Short exercise:
From the net neutrality passage below, return the part that starts at "Though it is" and ends at "of the internet.", copied word for word.

Selected extract:
--
Though it is a complicated process in detail, to understand it better, imagine the bandwidths to be roads. Under the normal conditions, both huge company services like Google and Facebook along with smaller services use the same road (Bandwidth), just like heavy traffic with big and small vehicles. However, building a separate highway for bigger companies like Facebook would reduce traffic and increase the overall speed of the internet. 

This separate bandwidth for large-scale users like Google, Facebook, etc provides a separate, faster bandwidth for these companies and their services, but at a higher cost for these companies. This means that the company has to pay more for higher speed of internet. This expense might, in turn, be levied from the consumers which result in us paying more to browse our favourite websites. In such a scenario the Internet service providers decide which all companies will get faster bandwidth and decide the entire traffic.

The necessity of net neutrality 

This power of the internet service providers, in turn, lets these big monopolies shape and decide what the consumers of the internet should watch and experience. This might lead to corruption. This might also lead to situations where the Internet service providers favour certain sites or block certain sites from accessing the faster bandwidth. Hence the number of competitors for big companies that access the faster bandwidth tend to decline, which affects the quality of services they provide. 

This is when net neutrality becomes important. Net neutrality is a campaign originated primarily in the US, where there is a demand for a condition where irrespective of the internet usage all companies can pay the same amount to the Internet service provider. For example, loading a webpage like this one would take much less internet than loading a YouTube video or scrolling through Facebook for instance. However, with net neutrality, companies like Facebook as well as small web resource providers will have to pay the same amount to the Internet service providers.
--
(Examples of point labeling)

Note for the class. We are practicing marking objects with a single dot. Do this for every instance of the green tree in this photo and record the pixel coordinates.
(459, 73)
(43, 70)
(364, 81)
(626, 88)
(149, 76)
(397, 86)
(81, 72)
--
Solution:
Though it is a complicated process in detail, to understand it better, imagine the bandwidths to be roads. Under the normal conditions, both huge company services like Google and Facebook along with smaller services use the same road (Bandwidth), just like heavy traffic with big and small vehicles. However, building a separate highway for bigger companies like Facebook would reduce traffic and increase the overall speed of the internet.